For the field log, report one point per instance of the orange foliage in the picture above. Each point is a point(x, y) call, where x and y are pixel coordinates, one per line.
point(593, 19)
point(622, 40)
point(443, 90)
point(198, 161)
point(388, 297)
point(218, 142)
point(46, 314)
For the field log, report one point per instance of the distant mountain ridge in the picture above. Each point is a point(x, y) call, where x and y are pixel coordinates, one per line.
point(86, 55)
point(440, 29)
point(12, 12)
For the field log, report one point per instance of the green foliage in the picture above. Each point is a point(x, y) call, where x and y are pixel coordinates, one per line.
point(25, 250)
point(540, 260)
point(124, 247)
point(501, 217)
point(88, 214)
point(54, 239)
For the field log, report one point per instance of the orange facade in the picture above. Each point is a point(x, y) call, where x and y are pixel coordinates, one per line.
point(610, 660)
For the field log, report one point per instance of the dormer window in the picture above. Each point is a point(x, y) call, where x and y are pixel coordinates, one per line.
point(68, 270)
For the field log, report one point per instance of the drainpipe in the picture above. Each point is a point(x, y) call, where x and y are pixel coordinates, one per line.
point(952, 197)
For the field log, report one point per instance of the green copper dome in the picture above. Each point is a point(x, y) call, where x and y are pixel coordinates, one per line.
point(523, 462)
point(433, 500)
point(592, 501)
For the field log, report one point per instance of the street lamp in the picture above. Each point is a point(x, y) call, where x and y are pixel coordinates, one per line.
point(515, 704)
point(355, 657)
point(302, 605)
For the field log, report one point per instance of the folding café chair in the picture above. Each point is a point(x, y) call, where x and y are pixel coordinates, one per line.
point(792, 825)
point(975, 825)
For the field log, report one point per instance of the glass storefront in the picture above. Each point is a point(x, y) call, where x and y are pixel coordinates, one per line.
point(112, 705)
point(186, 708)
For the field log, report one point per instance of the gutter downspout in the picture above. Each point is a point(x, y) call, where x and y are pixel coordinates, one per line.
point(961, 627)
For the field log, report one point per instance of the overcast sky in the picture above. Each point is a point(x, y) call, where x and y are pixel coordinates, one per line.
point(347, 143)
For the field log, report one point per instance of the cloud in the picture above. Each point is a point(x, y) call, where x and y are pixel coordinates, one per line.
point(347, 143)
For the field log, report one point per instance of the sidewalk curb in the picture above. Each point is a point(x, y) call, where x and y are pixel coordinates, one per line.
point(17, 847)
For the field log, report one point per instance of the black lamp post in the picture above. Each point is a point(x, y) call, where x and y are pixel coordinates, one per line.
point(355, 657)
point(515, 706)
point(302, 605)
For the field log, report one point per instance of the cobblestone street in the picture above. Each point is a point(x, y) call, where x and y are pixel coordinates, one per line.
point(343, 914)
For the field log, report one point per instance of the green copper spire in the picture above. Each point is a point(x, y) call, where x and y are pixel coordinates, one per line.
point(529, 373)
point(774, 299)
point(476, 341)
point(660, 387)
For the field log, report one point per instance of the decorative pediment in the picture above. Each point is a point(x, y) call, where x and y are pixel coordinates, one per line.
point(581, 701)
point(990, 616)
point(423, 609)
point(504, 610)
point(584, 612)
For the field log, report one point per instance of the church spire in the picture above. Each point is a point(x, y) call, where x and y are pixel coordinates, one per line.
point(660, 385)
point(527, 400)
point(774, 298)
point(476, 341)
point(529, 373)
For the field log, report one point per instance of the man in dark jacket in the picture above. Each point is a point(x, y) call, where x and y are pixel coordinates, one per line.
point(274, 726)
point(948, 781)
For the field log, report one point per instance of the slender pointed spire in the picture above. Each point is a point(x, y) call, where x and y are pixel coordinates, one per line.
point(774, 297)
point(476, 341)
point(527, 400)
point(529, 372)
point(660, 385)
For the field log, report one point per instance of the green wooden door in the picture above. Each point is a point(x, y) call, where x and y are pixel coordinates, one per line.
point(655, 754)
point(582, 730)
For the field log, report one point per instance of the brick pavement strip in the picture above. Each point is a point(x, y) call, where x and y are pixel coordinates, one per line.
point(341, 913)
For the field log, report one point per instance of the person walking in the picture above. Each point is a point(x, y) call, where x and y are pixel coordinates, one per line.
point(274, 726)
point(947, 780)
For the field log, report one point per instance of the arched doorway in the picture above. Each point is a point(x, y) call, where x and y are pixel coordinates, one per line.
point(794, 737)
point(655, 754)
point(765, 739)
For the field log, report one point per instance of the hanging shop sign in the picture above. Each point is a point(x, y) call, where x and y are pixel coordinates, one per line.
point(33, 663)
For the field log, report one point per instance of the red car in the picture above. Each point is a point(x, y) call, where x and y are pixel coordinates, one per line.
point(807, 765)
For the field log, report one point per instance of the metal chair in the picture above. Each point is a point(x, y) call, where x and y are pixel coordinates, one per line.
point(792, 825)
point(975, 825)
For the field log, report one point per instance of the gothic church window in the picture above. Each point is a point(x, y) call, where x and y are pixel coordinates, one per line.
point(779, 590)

PROBLEM DETAILS: Reproduce the part of the records above that opens with the line containing "of the arched" and closes with the line containing "point(807, 765)", keeping the requests, and add -77 to each x and y coordinate in the answer points. Leave the requests and their point(x, y) format samples unchanged.

WRITTEN RESPONSE:
For the field log, report one point per instance of the arched doorway in the picture above. Each point is a point(x, y) call, where x and y are pixel coordinates, one per line.
point(717, 660)
point(578, 677)
point(688, 662)
For the field log, report one point per instance of the hanging shop sign in the picture above. Each point is a point(x, y) call, where x and y are pixel coordinates, one per line.
point(-44, 586)
For the field log, report one point per instance of the red car in the picture above. Each point is a point(x, y) call, where x and y are pixel coordinates, one per line.
point(730, 688)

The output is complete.